*Document passage*.
R Markdown output formats
So, we talked about how, you know, you can, you need to communicate at different levels, and many of you might be familiar with kind of what I call like a classic R Markdown document, which doesn't take any kind of special package, it outputs an HTML file. These can be really useful, again, to yourself and your teammates, as they really easily incorporate code, and plots, and text. This example is actually a lab assignment from my course, but it's a good example of how you can very easily combine text, and code, and plots into a simple HTML file that's, again, very easy to share, and it really makes you focus on reproducibility. I make my students use R Markdown, because part of the class is learning about how to get used to a reproducible data science workflow, and if I cannot, you know, reproduce your HTML file on my computer, you lose points.
So that is a great step, and then also in terms when you need to, you know, start presenting to some layers of people above you, you're not going to send him, hopefully, maybe there are some coaches out there who would appreciate it, but you're probably not going to send him like your really long standard R Markdown file that has all of your different code decisions in your plots, like that's too much information, but thankfully R Markdown has lots of other options. You can create dashboards with flex dashboards, you can create slides with sharingan. These slides I've created today are created, again, with R Markdown, with sharingan.

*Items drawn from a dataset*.
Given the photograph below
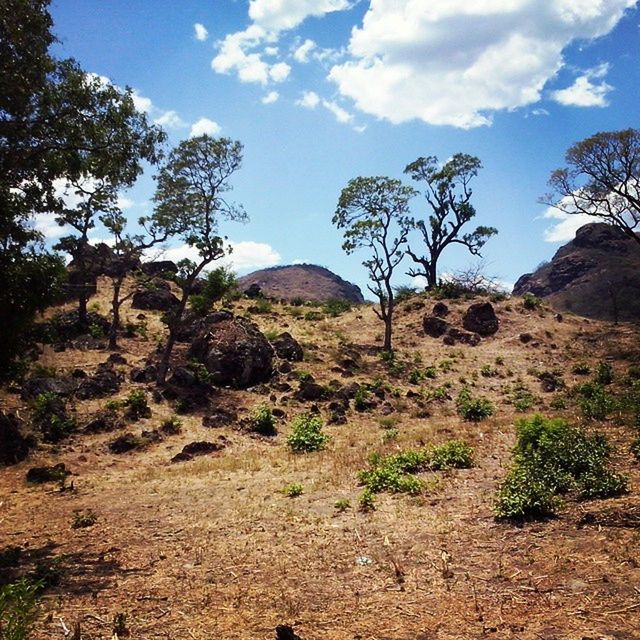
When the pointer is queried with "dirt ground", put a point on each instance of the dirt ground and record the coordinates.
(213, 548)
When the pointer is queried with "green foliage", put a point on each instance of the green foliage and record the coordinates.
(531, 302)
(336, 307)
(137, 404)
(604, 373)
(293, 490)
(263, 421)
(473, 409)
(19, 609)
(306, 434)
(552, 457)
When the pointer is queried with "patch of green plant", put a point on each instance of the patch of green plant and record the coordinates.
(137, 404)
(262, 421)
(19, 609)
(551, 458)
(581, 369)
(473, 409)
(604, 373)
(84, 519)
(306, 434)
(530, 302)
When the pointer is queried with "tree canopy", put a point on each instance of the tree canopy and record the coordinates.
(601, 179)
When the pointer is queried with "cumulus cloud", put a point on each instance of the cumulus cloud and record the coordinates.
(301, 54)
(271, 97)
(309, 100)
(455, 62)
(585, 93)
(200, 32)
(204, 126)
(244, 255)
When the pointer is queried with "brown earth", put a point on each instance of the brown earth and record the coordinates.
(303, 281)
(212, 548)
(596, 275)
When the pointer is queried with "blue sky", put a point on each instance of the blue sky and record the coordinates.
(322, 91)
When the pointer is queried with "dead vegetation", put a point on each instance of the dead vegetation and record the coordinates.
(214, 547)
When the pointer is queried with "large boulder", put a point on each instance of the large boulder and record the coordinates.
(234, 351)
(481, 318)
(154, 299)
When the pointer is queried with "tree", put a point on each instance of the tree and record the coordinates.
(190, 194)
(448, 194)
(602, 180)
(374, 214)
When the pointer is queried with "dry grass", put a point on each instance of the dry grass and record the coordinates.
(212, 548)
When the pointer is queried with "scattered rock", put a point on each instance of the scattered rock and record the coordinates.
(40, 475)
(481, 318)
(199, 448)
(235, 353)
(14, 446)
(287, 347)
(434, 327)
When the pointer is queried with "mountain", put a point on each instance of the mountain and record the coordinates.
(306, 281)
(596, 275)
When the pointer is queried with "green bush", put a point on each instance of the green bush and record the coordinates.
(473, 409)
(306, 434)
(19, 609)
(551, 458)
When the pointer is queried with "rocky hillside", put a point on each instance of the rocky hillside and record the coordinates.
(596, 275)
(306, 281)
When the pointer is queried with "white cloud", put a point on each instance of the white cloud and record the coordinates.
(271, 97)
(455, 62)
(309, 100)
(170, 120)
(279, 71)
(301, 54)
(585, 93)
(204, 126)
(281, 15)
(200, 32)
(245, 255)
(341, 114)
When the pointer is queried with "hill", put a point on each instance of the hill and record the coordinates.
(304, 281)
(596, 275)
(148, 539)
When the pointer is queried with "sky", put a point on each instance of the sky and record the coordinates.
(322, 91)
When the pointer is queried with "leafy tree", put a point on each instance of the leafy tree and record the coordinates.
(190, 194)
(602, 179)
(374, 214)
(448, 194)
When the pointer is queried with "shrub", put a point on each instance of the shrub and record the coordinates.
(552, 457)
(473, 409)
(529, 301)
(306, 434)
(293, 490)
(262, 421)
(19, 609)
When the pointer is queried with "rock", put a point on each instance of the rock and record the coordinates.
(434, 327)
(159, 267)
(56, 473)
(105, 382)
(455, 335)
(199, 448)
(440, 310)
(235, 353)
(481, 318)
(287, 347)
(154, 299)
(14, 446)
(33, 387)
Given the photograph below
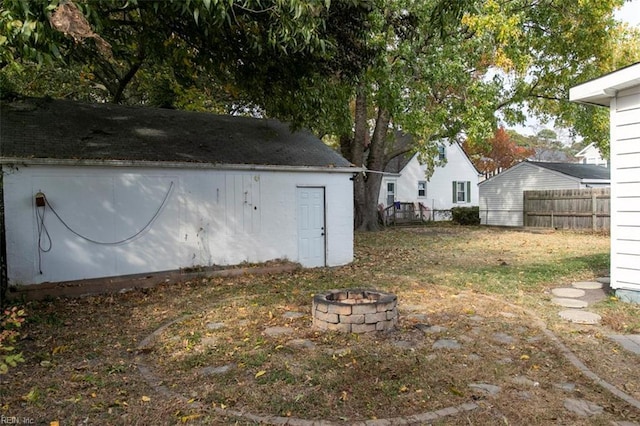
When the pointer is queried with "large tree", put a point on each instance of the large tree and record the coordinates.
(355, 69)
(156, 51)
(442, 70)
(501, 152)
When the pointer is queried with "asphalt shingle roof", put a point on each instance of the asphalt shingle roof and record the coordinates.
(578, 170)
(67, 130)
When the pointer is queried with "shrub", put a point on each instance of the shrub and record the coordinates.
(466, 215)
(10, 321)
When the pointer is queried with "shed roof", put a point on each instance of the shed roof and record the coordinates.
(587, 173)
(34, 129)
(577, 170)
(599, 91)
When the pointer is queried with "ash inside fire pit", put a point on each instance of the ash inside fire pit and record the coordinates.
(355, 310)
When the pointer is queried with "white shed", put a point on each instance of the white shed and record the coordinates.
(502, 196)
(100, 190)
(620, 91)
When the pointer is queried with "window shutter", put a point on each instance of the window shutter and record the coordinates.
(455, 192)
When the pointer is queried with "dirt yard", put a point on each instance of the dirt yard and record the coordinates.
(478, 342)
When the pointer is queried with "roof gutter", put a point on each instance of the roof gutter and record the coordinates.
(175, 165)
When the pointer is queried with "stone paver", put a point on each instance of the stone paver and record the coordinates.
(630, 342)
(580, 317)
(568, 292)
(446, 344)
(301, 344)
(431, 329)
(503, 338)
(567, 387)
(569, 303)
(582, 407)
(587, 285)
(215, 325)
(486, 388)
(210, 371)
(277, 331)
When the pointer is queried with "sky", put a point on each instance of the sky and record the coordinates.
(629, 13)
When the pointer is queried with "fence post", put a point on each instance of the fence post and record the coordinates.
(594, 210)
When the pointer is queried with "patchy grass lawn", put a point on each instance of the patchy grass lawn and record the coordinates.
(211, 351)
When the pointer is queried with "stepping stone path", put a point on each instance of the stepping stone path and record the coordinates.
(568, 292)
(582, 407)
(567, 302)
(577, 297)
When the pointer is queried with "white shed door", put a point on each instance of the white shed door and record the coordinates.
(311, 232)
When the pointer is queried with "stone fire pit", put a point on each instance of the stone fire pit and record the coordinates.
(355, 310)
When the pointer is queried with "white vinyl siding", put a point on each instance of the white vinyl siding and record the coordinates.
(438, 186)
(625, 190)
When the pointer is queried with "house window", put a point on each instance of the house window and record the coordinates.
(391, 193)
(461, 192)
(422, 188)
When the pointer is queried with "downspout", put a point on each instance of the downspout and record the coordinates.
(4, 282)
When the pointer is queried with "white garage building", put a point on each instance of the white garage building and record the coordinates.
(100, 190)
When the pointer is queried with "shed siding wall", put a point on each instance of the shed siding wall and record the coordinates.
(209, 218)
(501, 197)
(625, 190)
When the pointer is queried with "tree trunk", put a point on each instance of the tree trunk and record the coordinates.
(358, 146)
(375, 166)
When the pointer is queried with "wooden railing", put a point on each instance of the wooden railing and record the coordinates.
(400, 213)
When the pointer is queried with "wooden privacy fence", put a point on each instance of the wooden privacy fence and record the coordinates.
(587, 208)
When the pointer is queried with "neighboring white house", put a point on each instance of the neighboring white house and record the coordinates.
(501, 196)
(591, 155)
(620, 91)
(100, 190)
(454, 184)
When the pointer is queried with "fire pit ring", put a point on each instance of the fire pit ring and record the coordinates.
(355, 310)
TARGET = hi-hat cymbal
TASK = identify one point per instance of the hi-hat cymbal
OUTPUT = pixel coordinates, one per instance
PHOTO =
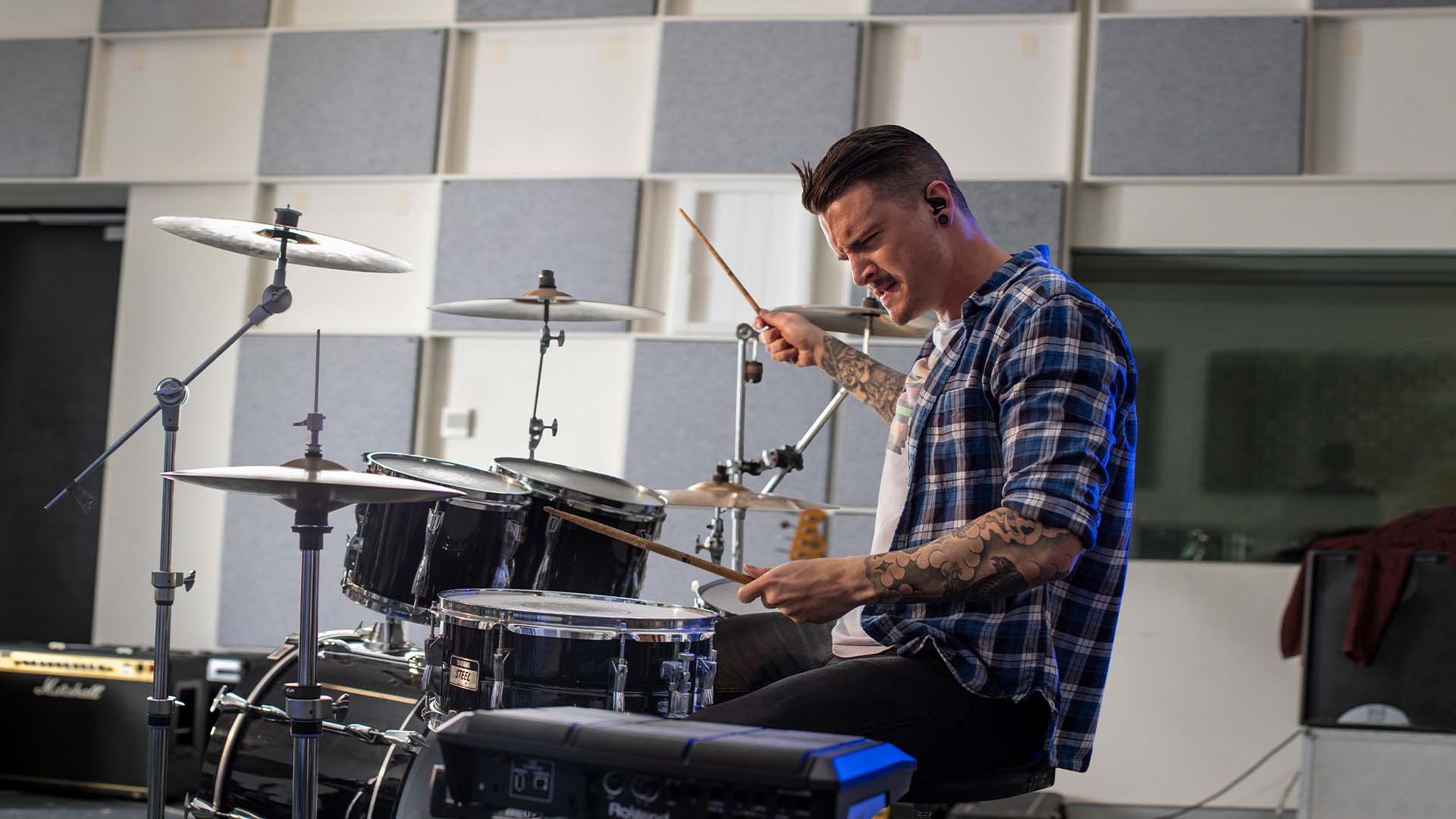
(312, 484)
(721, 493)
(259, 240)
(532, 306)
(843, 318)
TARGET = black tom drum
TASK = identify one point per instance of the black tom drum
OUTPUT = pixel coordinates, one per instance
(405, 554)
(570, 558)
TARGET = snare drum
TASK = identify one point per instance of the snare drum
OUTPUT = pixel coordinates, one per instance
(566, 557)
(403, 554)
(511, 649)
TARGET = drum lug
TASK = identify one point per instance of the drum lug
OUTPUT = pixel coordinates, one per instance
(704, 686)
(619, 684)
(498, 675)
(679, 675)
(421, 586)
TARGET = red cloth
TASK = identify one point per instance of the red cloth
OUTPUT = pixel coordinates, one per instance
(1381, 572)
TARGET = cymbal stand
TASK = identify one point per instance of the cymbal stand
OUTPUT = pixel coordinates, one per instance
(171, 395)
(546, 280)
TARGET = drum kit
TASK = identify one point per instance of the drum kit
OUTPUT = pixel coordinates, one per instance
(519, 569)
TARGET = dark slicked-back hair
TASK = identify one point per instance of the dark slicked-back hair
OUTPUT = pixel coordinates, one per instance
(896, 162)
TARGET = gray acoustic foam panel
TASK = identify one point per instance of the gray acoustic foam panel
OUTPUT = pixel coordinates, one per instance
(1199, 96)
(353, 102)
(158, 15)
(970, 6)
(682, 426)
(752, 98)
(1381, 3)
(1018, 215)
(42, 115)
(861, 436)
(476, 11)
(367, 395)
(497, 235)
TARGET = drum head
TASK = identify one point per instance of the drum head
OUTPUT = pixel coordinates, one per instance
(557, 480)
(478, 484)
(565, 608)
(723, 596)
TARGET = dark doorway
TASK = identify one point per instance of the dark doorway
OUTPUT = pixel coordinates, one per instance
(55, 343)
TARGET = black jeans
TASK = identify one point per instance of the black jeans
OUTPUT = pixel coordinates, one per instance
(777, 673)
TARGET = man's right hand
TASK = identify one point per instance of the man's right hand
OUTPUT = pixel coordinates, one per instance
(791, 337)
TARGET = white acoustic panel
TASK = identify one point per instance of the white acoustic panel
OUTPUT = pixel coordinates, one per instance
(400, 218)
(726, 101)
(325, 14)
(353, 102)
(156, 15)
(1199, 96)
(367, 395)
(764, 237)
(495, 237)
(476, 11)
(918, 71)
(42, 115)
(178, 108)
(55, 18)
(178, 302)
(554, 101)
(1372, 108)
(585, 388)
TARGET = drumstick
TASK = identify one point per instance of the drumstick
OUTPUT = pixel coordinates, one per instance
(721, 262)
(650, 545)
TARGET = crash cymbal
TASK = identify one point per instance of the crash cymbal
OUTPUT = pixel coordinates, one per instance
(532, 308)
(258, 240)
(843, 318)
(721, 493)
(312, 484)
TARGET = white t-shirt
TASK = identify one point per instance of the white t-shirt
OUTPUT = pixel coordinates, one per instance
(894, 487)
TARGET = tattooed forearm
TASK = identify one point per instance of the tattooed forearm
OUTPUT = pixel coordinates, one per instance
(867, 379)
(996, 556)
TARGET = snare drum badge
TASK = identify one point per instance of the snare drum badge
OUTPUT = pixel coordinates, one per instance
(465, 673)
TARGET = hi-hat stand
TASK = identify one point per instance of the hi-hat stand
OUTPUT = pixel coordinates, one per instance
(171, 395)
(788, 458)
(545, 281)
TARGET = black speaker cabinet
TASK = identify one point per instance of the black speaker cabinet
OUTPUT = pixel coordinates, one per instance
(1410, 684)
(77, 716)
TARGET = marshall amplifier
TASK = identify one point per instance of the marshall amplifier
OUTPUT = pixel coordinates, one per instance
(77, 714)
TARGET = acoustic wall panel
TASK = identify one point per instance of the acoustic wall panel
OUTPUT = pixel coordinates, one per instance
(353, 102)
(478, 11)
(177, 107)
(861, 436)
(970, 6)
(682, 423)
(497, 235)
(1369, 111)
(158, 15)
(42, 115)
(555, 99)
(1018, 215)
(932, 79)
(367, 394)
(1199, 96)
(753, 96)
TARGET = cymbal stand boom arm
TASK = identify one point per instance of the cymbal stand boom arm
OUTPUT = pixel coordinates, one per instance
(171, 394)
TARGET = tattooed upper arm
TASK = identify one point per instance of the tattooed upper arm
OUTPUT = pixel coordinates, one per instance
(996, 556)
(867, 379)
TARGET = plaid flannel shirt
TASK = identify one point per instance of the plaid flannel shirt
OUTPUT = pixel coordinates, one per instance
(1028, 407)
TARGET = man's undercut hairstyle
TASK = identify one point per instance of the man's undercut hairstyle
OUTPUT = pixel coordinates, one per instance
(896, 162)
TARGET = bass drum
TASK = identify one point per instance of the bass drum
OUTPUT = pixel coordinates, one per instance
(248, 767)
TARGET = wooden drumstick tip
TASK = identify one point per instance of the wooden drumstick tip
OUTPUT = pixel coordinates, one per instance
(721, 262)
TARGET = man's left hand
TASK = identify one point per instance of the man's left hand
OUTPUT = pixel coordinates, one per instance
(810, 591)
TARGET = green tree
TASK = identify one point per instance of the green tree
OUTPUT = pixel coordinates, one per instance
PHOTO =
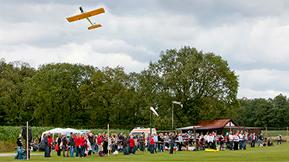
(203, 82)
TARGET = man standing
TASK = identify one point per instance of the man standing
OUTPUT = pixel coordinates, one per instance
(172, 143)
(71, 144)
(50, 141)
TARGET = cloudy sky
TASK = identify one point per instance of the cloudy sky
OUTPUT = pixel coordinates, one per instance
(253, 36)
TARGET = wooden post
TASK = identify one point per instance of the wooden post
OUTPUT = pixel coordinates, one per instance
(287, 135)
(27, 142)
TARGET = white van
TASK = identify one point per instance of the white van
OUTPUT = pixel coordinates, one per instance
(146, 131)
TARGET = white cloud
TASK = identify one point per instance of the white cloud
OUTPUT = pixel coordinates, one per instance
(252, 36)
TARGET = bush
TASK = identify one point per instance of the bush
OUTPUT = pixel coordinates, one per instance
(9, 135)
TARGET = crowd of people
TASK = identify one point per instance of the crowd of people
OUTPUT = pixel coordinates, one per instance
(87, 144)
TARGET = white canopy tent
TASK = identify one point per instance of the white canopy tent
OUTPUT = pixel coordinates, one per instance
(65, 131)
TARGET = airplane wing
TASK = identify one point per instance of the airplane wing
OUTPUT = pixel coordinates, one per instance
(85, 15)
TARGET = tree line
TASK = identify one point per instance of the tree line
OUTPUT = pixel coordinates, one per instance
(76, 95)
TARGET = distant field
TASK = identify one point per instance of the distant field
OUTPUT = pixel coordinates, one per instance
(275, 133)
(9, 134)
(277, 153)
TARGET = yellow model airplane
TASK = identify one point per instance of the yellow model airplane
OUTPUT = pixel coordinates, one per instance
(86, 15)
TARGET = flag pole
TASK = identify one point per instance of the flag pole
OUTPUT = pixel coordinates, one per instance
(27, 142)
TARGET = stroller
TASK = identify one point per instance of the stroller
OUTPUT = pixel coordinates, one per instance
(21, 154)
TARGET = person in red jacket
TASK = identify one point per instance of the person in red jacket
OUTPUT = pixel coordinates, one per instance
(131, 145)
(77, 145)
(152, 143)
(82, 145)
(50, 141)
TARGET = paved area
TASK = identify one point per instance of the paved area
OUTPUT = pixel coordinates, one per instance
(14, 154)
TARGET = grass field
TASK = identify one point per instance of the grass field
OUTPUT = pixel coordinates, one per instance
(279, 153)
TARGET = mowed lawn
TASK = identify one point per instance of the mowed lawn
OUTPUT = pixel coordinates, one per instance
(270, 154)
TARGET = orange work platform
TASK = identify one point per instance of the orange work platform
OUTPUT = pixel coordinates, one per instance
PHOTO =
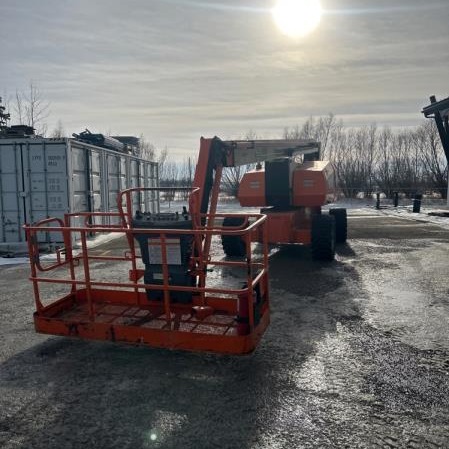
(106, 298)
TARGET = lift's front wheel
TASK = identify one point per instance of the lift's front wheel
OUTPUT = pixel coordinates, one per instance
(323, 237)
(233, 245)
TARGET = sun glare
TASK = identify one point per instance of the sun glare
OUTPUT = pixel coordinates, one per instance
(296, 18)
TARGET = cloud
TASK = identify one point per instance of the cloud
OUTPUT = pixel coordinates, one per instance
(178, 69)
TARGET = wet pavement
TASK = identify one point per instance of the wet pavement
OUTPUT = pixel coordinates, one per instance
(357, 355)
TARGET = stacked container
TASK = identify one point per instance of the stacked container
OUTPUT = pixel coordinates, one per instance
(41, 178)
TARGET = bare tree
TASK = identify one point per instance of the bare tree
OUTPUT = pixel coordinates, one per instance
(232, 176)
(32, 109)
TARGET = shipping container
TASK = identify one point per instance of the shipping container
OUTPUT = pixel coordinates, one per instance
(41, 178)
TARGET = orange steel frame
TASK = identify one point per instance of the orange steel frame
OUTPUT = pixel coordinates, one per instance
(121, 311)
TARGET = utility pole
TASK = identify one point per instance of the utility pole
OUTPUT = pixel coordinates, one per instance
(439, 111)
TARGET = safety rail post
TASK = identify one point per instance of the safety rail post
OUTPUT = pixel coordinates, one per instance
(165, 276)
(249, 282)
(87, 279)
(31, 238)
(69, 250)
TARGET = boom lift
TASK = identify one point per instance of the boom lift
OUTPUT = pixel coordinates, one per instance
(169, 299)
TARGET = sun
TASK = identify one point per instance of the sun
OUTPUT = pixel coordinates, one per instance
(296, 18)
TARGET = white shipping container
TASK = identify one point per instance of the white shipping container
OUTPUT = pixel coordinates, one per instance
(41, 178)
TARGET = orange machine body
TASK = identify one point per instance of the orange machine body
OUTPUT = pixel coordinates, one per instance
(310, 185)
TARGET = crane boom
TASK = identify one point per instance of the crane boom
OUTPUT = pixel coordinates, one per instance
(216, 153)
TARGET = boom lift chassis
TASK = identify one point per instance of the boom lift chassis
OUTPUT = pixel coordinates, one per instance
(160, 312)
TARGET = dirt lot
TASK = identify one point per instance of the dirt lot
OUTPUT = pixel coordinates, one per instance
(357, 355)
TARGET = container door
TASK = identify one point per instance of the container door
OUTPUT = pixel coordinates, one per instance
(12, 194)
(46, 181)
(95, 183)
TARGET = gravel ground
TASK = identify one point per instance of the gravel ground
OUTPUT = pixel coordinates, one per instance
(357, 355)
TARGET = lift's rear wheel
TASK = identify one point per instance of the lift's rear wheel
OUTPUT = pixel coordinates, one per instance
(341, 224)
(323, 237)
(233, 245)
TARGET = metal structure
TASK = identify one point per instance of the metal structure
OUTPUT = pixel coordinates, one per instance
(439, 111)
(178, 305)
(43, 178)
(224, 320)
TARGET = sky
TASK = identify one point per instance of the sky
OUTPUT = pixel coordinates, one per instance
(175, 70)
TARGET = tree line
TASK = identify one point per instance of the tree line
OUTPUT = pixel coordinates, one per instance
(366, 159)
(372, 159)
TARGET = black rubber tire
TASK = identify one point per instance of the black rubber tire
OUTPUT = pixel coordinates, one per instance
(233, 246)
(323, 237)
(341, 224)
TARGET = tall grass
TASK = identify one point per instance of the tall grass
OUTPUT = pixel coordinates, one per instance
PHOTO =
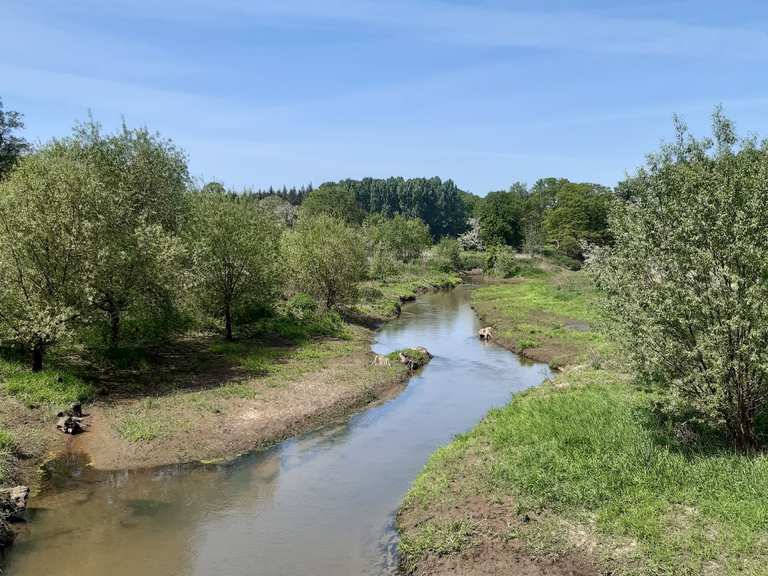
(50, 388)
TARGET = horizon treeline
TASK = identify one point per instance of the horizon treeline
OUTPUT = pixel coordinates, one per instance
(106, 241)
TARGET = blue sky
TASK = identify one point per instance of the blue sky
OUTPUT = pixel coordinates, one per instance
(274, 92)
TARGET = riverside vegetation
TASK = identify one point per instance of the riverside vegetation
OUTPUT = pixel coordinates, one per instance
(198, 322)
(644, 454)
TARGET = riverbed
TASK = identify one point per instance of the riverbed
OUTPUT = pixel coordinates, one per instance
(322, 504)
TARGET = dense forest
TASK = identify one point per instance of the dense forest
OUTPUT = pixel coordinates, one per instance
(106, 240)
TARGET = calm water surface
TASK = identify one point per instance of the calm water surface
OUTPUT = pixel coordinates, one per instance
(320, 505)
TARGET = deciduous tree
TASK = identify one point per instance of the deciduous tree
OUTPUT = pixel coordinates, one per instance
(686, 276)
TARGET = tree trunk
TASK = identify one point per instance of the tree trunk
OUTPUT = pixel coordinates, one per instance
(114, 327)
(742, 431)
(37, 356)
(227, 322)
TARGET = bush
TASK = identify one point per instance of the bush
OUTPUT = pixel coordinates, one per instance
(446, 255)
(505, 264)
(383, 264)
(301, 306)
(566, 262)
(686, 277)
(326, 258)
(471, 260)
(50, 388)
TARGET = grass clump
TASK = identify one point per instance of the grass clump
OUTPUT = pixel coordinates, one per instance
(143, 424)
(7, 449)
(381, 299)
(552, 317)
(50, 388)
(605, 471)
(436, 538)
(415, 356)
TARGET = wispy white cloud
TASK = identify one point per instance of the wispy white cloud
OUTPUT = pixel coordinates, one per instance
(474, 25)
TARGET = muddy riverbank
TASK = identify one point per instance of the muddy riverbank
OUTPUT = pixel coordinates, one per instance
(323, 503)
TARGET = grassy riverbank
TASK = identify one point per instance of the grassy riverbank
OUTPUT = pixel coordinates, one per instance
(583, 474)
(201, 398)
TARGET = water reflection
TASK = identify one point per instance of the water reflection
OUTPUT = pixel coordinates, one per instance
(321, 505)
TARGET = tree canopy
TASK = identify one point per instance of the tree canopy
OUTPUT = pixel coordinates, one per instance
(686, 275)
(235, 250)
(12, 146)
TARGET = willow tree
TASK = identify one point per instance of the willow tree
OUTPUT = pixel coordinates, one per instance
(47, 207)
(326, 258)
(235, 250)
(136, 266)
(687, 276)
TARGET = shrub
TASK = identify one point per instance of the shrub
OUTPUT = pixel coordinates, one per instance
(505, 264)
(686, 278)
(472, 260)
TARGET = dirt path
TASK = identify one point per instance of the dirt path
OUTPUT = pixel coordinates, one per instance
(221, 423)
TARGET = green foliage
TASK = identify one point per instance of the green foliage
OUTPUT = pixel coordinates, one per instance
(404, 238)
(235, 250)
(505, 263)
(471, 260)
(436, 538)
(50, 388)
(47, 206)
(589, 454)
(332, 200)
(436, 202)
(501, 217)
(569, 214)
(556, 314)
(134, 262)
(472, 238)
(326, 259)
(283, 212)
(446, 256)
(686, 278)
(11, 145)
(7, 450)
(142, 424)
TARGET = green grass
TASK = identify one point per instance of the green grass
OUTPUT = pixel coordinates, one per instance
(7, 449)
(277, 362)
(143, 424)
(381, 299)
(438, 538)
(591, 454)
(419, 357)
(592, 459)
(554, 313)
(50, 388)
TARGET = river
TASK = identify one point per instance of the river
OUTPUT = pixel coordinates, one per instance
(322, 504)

*Aim A*. In the passage on R Markdown output formats, what happens to a student if the instructor cannot reproduce the student's HTML file?
*Aim B*. Repeat the part of the R Markdown passage starting with "R Markdown output" and going on through "you lose points.".

*Task solution A*. The student loses points.

*Task solution B*.
R Markdown output formats
So, we talked about how, you know, you can, you need to communicate at different levels, and many of you might be familiar with kind of what I call like a classic R Markdown document, which doesn't take any kind of special package, it outputs an HTML file. These can be really useful, again, to yourself and your teammates, as they really easily incorporate code, and plots, and text. This example is actually a lab assignment from my course, but it's a good example of how you can very easily combine text, and code, and plots into a simple HTML file that's, again, very easy to share, and it really makes you focus on reproducibility. I make my students use R Markdown, because part of the class is learning about how to get used to a reproducible data science workflow, and if I cannot, you know, reproduce your HTML file on my computer, you lose points.